Return all of the lines below exactly as they are.

### [Dataset content]
◇ ◇ ◇
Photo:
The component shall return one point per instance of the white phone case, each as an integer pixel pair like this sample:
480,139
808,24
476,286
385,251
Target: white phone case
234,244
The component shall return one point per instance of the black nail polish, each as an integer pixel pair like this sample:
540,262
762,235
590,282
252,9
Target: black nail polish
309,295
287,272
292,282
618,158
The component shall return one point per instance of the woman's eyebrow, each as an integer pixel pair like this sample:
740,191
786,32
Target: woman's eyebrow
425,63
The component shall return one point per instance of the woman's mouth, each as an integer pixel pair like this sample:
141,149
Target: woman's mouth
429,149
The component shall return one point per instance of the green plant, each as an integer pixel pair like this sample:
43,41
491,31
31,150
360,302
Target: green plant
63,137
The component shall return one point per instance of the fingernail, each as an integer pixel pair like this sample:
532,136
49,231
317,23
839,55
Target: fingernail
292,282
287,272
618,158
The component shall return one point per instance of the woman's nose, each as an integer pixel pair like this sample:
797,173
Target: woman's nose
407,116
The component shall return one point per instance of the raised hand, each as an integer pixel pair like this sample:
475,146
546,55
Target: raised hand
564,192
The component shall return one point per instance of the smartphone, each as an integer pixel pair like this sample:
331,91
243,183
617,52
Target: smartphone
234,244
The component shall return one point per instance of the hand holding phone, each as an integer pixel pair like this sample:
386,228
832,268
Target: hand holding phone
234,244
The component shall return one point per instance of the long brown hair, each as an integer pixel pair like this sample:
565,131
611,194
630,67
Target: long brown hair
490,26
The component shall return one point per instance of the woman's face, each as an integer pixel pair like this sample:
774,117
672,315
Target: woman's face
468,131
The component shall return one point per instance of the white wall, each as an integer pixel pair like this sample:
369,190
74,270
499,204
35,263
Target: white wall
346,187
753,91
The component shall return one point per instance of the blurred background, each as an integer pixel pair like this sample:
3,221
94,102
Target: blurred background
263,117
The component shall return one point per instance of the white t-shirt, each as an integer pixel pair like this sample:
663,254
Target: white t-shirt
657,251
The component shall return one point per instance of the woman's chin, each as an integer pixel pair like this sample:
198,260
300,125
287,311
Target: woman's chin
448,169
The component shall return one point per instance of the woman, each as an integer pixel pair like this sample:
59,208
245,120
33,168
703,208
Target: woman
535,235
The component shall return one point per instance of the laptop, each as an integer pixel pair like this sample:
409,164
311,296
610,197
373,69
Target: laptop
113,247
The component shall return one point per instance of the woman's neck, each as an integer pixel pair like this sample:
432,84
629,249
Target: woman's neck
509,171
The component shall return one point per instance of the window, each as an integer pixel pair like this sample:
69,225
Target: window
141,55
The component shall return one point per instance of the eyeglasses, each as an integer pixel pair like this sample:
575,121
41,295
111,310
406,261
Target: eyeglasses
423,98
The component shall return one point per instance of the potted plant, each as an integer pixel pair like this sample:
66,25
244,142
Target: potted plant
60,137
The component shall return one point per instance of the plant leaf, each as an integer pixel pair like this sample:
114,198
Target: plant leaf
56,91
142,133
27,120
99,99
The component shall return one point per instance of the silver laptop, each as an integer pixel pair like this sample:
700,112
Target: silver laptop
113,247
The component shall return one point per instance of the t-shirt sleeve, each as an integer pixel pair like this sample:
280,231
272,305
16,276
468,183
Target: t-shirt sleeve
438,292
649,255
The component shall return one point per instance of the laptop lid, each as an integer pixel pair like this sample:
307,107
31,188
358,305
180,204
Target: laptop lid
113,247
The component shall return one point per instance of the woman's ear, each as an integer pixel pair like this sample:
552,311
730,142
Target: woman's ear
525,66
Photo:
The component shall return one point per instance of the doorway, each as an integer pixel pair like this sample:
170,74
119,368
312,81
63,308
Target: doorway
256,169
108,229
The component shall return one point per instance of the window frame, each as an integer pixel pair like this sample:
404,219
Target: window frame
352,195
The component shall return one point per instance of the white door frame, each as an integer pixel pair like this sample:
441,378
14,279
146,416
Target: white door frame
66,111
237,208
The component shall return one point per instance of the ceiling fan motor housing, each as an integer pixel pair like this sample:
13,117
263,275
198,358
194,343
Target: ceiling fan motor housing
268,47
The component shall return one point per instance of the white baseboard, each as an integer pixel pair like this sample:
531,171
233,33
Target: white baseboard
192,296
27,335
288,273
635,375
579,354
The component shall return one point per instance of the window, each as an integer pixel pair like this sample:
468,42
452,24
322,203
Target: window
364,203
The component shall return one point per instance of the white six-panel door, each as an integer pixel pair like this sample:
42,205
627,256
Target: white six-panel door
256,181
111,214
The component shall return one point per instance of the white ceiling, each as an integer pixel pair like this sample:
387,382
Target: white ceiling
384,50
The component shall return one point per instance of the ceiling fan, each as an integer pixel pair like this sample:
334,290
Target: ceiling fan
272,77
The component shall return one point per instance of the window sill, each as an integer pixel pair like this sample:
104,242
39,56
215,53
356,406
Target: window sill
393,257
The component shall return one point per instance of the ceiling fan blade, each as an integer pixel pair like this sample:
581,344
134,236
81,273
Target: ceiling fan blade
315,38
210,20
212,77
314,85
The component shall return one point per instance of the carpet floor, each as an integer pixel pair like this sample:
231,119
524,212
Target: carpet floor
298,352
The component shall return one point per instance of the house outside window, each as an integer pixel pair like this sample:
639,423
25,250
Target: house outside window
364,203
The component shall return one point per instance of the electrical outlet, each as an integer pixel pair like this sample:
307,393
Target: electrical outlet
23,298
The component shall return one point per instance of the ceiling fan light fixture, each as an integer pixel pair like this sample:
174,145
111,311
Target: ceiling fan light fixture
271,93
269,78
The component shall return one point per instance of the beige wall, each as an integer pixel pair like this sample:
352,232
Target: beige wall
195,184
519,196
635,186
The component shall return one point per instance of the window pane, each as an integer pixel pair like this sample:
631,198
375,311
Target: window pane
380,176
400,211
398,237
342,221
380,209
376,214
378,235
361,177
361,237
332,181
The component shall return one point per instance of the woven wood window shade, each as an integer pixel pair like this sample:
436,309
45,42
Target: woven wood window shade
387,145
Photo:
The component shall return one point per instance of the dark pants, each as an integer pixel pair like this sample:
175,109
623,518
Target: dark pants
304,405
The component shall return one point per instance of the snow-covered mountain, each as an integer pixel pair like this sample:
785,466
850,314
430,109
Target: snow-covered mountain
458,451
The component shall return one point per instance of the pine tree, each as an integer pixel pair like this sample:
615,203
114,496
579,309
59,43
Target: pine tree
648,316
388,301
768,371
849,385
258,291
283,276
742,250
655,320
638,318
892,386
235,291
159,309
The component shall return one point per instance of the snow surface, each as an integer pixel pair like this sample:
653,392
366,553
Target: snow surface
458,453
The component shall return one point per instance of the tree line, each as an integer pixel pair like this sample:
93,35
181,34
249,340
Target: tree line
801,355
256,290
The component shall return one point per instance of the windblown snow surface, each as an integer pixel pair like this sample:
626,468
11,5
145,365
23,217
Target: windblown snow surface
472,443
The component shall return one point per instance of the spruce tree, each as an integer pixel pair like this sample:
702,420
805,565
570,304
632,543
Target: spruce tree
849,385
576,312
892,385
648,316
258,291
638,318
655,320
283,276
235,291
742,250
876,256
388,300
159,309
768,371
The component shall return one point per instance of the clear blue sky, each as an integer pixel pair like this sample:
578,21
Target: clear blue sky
◇ ◇ ◇
### [Task solution]
Photo:
The component shall return one point per instance of the white phone case, each as an integer pixel pair like this sample:
480,139
808,24
476,286
385,251
Target: white phone case
234,244
The component shall return one point per instance of the black nail polish, each as an integer pixel pair like this sample:
540,262
762,235
590,282
252,9
Target: black nail polish
309,295
287,272
292,282
618,158
The component shall return one point per instance of the woman's eyebrow, each as an integer pixel pair like this sample:
740,191
786,32
Target: woman's eyebrow
425,63
The component shall return one point per instance of the woman's mouth, each as an integer pixel pair like this sample:
141,149
Target: woman's mouth
429,149
The component shall return one point per instance of the green plant, each as an integer pixel pair like this sample:
43,41
491,31
31,150
360,302
Target: green plant
63,137
The component shall return one point per instance of the fingernail, each as an integer pixel pair like this sample:
532,136
49,231
317,23
839,55
Target: fingernail
292,282
287,272
618,158
The component shall return one point per instance of the woman's nose, each as an integer pixel pair like this sample:
797,173
Target: woman's nose
407,116
The component shall return one point per instance of the raised hand, each as an integer pixel pair like this sample:
475,146
546,55
Target: raised hand
564,192
The component shall return one point per instance of the smartphone, each as an integer pixel pair like this sample:
331,91
243,183
617,52
Target: smartphone
234,244
The component shall return one point per instance of the hand holding phone, each as an integer pixel pair like this sample:
386,228
832,268
Target: hand holding phone
234,244
The component shall return one point per instance of the long brown hair, each as an integer pixel pair like this sample:
565,131
611,194
630,67
Target: long brown hair
490,26
The component shall return one point per instance of the woman's face, each as an integer pixel pair like this sample:
774,117
672,315
Target: woman's face
468,131
The component shall return one point per instance of the white wall, each as an integer pixel pair like this sample:
369,190
74,270
499,204
35,263
Target: white wall
346,187
753,91
The component shall return one point per instance of the blurred background, each as an integer pixel pair like this sample:
3,221
94,102
Target: blurred background
263,117
The component shall return one point per instance of the white t-shirt, each as an integer pixel pair like this sample:
663,254
Target: white t-shirt
657,251
The component shall return one point per instance of the woman's chin, each as an integer pixel pair like this sample:
198,260
300,125
287,311
Target: woman's chin
448,169
The component shall return one point per instance of the woman, each as an integer pixel pair like this sample:
59,208
245,120
33,168
703,208
Target: woman
535,235
The component shall return one point per instance of the laptop, each as an integer pixel pair like this sample:
409,164
311,296
610,197
373,69
Target: laptop
113,247
The component shall return one point per instance of the woman's neck, each as an integer pixel pair like this sample:
432,84
629,249
Target: woman's neck
509,171
The component shall return one point per instance of the window, each as an integer pixel pair like this sample:
69,225
Target: window
141,55
The component shall return one point per instance of the eyeglasses, each as an integer pixel pair like this sample:
575,121
41,295
111,310
406,261
Target: eyeglasses
423,98
The component shall return one point per instance of the potted plant, each as an integer pixel pair like this sample:
66,25
244,142
Target: potted plant
60,137
The component shall return one point per instance of the plant leaf, each as an integer pixel pair like this sample:
114,198
Target: plant leaf
56,91
142,133
27,120
99,99
The component shall return one point per instance of the silver laptop, each as an integer pixel pair like this sample:
700,112
Target: silver laptop
113,247
The component shall return one point per instance of the t-shirt sleeve, each as an integer pixel pair like this sample:
280,231
272,305
16,276
468,183
Target: t-shirt sleeve
438,292
649,255
The component shall return one point per instance of the laptop lid, each as an integer pixel pair like this sample:
307,107
31,188
358,305
180,204
Target: laptop lid
113,247
The component shall return one point per instance of the woman's ear, each as an integer pixel pair like this sample:
552,311
730,142
Target: woman's ear
525,66
Photo:
The component shall return one point per instance of the doorway, each as an integer pixel pair like this sample:
170,74
119,368
312,81
63,308
Target: doorway
256,169
108,229
The component shall return one point per instance of the window frame, each as an integer pixel pair like this sample:
404,219
Target: window frame
352,195
The component shall return one point per instance of the white door frame, each as an integer pixel pair like this sample:
441,378
14,279
146,416
Target: white door frame
66,111
237,208
The component shall return one point per instance of the ceiling fan motor housing, each as an integer pixel pair like this sample:
13,117
263,275
198,358
194,343
Target: ceiling fan motor housing
268,47
The component shall return one point per instance of the white baseboard, each as an integer pixel pair like this sample:
531,171
233,33
Target: white baseboard
192,296
27,335
288,273
635,375
579,354
The component shall return one point per instance of the window, each as an integer pixel pair like this sample:
468,42
452,24
322,203
Target: window
364,203
The component shall return one point per instance of the white six-panel door, each as an integer pixel pair like this sample:
42,205
627,256
Target: white six-panel door
256,181
111,214
The component shall return one point per instance of the white ceiling, each as an integer pixel pair like this sample:
387,382
Target: white ceiling
384,50
The component shall return one point per instance of the ceiling fan, each as an integer pixel pair like this sample:
334,290
Target: ceiling fan
272,77
The component shall return one point per instance of the window sill, each as an integer pixel pair like this sample:
104,242
39,56
215,53
356,406
Target: window sill
393,257
The component shall return one point per instance of the ceiling fan blade, each as an integer pixel pair like this sample:
581,344
134,236
81,273
Target: ceiling fan blade
315,38
210,20
212,77
314,85
The component shall return one point per instance of the carpet floor, each as an integer pixel pair like this sample:
231,119
524,212
Target: carpet floor
298,352
The component shall return one point per instance of the house outside window, each as an integer pixel pair like this sample:
639,423
25,250
Target: house outside window
364,203
The component shall return one point per instance of the electrical outlet, each as an integer pixel pair like this sample:
307,393
Target: electrical outlet
23,298
The component shall return one point per instance of the ceiling fan light fixture, each as an integer pixel pair like this sample:
174,145
111,311
Target: ceiling fan light fixture
271,93
269,78
The component shall return one point per instance of the beige wall, each as an integer pixel pair like this sample:
352,232
Target: beige wall
195,184
519,196
635,186
The component shall return one point per instance of the window pane, each as an integer pixel pair like this sample:
631,198
375,311
Target: window pane
380,176
400,211
398,237
342,221
380,209
376,214
378,235
361,177
361,237
332,181
The component shall return one point per instance of the woven wood window shade, each as an integer pixel pair like this sample:
436,309
45,42
Target: woven wood window shade
387,145
Photo:
The component shall return one point per instance of the dark pants, each as an integer pixel pair like this sample:
175,109
623,518
Target: dark pants
304,405
The component shall return one point per instance of the snow-covered mountain, each as an integer pixel pair like this sample:
785,466
850,314
430,109
Target: snow-covered mountain
458,451
The component shall return one point per instance of the pine tree, each as an integer pixel pair like this sample:
615,203
114,496
579,309
59,43
Target: pine tree
648,316
388,301
768,371
849,385
258,291
283,276
742,250
655,320
638,318
892,386
235,291
159,309
The component shall return one point per instance of the snow surface, each as an integer pixel pair like this sample:
653,392
366,553
Target: snow surface
458,453
The component shall return one point per instance of the tree line, each as an integer pixel pair like this sample:
93,35
181,34
249,340
Target: tree line
801,355
256,290
The component shall return one point per instance of the windblown snow surface, each as an integer pixel pair like this sample:
626,468
11,5
145,365
23,217
Target: windblown snow surface
472,443
The component shall return one point per instance of the spruce tree, each as an integer pixel pair like this sample:
702,420
805,565
570,304
632,543
Target: spruce tree
849,385
576,312
892,385
648,316
258,291
638,318
655,320
283,276
235,291
742,250
876,256
388,300
159,309
768,371
The component shall return one point per instance of the clear blue sky, each as an integer pixel pair like this sample:
578,21
Target: clear blue sky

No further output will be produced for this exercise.